**What this task involves**
Each line below from the one containing "Target: reflection on countertop" through the one containing "x=418, y=861" should be output exactly as it stands, and no other line should appear.

**Records to process**

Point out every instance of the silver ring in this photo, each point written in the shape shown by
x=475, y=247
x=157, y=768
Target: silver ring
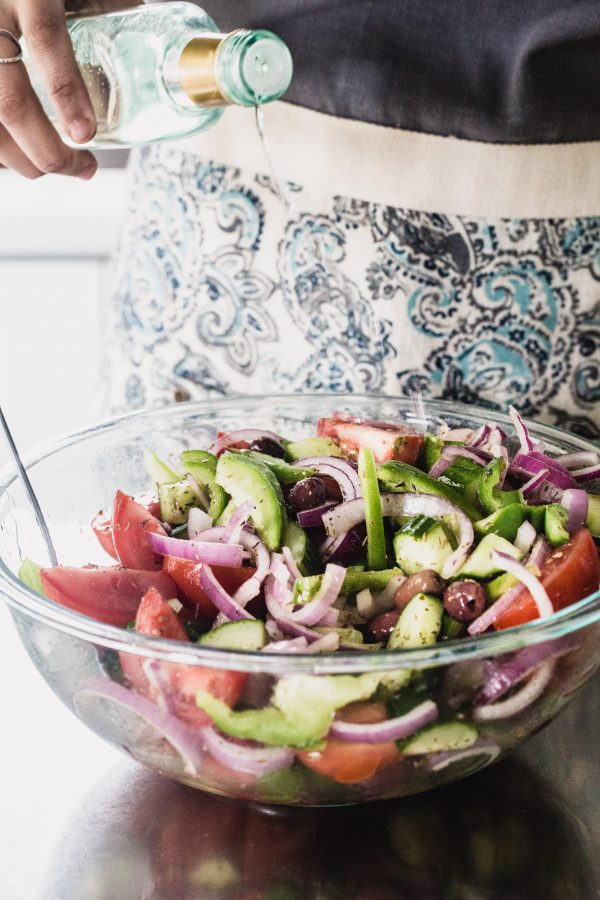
x=15, y=40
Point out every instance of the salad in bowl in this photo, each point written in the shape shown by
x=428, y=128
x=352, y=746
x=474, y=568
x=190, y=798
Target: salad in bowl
x=286, y=603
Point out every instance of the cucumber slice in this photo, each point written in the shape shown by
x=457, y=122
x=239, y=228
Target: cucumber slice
x=419, y=624
x=479, y=564
x=429, y=550
x=367, y=474
x=440, y=738
x=306, y=447
x=176, y=500
x=302, y=550
x=246, y=634
x=247, y=479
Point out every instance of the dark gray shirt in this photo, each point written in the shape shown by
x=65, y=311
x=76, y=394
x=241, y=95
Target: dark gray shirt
x=519, y=71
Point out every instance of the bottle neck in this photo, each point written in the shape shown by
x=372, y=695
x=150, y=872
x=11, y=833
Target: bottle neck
x=244, y=67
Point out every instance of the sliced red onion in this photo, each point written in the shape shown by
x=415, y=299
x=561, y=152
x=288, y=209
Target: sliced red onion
x=527, y=464
x=311, y=518
x=533, y=584
x=198, y=521
x=579, y=458
x=181, y=738
x=576, y=503
x=534, y=482
x=522, y=431
x=390, y=730
x=441, y=761
x=251, y=588
x=251, y=760
x=219, y=597
x=345, y=547
x=590, y=473
x=503, y=674
x=506, y=709
x=199, y=492
x=326, y=643
x=243, y=436
x=312, y=613
x=526, y=535
x=291, y=563
x=238, y=519
x=341, y=470
x=200, y=551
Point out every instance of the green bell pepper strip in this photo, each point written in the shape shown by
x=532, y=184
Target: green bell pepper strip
x=490, y=496
x=398, y=477
x=202, y=466
x=367, y=476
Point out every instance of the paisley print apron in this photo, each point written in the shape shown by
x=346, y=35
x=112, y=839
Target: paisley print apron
x=221, y=288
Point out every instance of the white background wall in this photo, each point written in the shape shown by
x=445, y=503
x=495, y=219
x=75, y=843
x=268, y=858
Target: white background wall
x=56, y=236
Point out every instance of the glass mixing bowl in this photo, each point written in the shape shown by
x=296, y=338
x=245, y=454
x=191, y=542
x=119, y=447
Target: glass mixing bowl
x=77, y=476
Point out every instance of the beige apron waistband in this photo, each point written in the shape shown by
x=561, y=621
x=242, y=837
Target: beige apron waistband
x=408, y=169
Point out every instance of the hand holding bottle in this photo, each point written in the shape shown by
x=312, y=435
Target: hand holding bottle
x=28, y=142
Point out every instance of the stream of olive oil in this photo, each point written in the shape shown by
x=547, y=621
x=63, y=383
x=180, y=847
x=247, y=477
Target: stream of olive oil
x=283, y=194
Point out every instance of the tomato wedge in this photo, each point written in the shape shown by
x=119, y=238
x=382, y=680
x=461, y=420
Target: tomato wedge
x=387, y=441
x=570, y=573
x=109, y=594
x=155, y=618
x=132, y=523
x=347, y=762
x=186, y=575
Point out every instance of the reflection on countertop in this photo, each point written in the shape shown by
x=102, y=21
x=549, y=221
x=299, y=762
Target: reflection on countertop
x=527, y=828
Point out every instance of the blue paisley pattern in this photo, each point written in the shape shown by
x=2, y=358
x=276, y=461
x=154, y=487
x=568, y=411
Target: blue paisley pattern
x=219, y=289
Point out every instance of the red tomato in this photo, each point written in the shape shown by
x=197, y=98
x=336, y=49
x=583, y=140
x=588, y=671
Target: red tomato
x=103, y=526
x=570, y=573
x=387, y=441
x=132, y=523
x=155, y=618
x=185, y=574
x=109, y=594
x=347, y=762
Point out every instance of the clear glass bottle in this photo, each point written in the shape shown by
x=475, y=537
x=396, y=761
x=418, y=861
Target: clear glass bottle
x=163, y=71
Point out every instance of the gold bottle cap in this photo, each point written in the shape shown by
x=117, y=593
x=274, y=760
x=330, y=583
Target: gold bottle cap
x=197, y=70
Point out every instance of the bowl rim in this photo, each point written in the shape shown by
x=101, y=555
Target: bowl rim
x=22, y=599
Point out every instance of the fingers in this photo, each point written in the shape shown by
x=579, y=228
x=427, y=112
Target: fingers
x=44, y=28
x=22, y=116
x=12, y=157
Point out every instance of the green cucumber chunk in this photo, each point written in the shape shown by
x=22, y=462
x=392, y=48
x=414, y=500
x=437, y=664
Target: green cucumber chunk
x=593, y=516
x=491, y=497
x=247, y=479
x=555, y=525
x=419, y=624
x=441, y=738
x=246, y=634
x=505, y=522
x=355, y=580
x=300, y=713
x=29, y=573
x=425, y=549
x=401, y=477
x=306, y=447
x=302, y=550
x=480, y=564
x=176, y=500
x=202, y=466
x=282, y=470
x=367, y=475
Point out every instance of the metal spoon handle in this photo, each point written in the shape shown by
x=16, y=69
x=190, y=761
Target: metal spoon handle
x=29, y=490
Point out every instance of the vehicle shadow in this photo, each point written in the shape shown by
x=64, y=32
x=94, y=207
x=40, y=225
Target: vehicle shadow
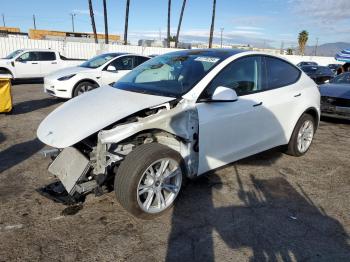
x=27, y=81
x=274, y=223
x=335, y=120
x=18, y=153
x=33, y=105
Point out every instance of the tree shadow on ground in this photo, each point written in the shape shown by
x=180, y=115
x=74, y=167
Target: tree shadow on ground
x=274, y=222
x=18, y=153
x=33, y=105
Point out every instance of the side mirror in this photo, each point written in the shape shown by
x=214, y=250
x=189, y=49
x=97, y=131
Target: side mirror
x=224, y=94
x=111, y=68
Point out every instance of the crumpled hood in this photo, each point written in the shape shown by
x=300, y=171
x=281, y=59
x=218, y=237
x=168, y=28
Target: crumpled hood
x=335, y=90
x=68, y=71
x=88, y=113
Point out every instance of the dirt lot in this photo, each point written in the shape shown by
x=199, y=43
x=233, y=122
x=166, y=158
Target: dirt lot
x=270, y=207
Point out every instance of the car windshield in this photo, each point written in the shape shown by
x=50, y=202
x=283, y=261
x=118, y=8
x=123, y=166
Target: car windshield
x=14, y=54
x=341, y=79
x=171, y=74
x=97, y=61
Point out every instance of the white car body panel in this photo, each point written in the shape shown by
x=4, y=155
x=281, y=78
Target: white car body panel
x=65, y=88
x=86, y=114
x=35, y=69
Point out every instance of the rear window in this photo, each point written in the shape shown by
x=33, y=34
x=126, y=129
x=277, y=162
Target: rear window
x=280, y=73
x=46, y=56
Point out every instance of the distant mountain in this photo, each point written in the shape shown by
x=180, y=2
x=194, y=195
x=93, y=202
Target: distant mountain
x=329, y=49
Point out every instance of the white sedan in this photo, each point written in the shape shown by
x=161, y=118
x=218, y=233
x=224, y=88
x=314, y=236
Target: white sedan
x=179, y=114
x=101, y=70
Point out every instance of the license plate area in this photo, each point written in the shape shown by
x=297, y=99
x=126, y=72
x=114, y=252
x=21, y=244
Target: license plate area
x=69, y=167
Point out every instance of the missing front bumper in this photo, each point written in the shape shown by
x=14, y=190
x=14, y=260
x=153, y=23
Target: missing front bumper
x=70, y=167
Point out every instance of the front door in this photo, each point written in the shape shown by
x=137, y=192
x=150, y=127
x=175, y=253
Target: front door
x=229, y=131
x=48, y=62
x=27, y=65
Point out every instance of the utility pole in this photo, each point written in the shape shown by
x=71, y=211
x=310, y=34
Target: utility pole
x=34, y=22
x=221, y=30
x=316, y=46
x=73, y=15
x=106, y=20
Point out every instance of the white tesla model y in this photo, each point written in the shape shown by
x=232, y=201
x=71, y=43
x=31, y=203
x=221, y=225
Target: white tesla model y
x=179, y=114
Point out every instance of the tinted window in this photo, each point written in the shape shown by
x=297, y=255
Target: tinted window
x=245, y=76
x=47, y=56
x=99, y=60
x=28, y=56
x=280, y=73
x=139, y=60
x=123, y=63
x=341, y=79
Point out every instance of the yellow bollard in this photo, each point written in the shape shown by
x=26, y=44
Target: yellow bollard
x=5, y=94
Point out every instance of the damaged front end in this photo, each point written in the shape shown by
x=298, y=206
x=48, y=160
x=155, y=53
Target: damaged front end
x=91, y=164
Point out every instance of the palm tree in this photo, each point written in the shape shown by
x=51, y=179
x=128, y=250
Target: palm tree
x=302, y=39
x=126, y=22
x=180, y=21
x=168, y=34
x=93, y=20
x=106, y=20
x=212, y=25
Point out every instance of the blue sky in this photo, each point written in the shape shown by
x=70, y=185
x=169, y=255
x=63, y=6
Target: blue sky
x=256, y=22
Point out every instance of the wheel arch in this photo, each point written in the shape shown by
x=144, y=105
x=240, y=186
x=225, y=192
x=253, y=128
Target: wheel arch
x=6, y=70
x=84, y=80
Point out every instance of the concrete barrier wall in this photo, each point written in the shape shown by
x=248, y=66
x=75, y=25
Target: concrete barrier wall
x=88, y=50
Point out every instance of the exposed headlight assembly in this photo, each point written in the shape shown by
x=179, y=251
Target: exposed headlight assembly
x=65, y=77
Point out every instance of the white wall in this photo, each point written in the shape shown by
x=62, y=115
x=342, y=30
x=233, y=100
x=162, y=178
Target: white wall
x=321, y=60
x=75, y=49
x=88, y=50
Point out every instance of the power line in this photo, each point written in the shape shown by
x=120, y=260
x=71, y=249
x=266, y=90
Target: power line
x=73, y=15
x=34, y=22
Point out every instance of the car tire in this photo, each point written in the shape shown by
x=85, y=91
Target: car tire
x=302, y=136
x=143, y=194
x=83, y=87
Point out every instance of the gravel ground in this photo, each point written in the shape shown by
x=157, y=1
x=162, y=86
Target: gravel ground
x=269, y=207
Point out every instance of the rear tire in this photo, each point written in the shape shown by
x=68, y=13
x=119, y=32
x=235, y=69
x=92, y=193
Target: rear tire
x=142, y=188
x=83, y=87
x=302, y=136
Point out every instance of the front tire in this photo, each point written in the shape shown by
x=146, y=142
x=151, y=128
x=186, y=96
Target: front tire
x=302, y=136
x=149, y=180
x=83, y=87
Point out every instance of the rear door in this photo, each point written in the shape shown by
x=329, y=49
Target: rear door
x=27, y=65
x=282, y=97
x=48, y=62
x=229, y=131
x=117, y=69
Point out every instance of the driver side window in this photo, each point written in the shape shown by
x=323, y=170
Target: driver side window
x=123, y=63
x=246, y=76
x=29, y=56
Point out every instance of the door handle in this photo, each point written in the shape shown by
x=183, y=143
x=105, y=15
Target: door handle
x=258, y=104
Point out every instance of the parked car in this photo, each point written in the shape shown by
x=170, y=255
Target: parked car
x=305, y=63
x=335, y=97
x=334, y=67
x=320, y=74
x=100, y=70
x=34, y=63
x=179, y=114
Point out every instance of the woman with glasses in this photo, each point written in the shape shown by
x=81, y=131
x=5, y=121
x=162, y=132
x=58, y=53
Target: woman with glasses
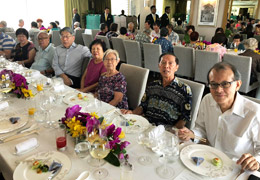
x=112, y=86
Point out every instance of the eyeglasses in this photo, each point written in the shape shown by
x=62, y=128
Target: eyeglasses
x=224, y=84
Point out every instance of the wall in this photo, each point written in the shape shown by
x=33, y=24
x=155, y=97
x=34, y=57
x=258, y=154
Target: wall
x=207, y=31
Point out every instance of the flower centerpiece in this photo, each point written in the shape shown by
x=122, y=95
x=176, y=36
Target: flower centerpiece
x=16, y=82
x=79, y=123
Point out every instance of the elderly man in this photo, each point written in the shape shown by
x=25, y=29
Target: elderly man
x=229, y=121
x=44, y=57
x=166, y=101
x=7, y=44
x=68, y=58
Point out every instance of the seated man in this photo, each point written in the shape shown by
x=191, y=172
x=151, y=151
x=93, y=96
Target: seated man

**Result for this exercise**
Target: reflection on countertop
x=527, y=828
Point out every instance of the blue paisley pattern in this photo, each point written in the shape shown by
x=2, y=358
x=276, y=461
x=154, y=487
x=568, y=411
Target: blue paisley pattern
x=219, y=289
Point out every instance of the red tomato in this photo, each point written in the shape shown by
x=197, y=98
x=336, y=49
x=583, y=140
x=588, y=671
Target: red tomato
x=103, y=526
x=570, y=573
x=387, y=441
x=132, y=523
x=155, y=618
x=185, y=574
x=109, y=594
x=347, y=762
Point out every instance of the clear glass bottle in this photo, each point written in the shape shown by
x=475, y=537
x=396, y=761
x=418, y=861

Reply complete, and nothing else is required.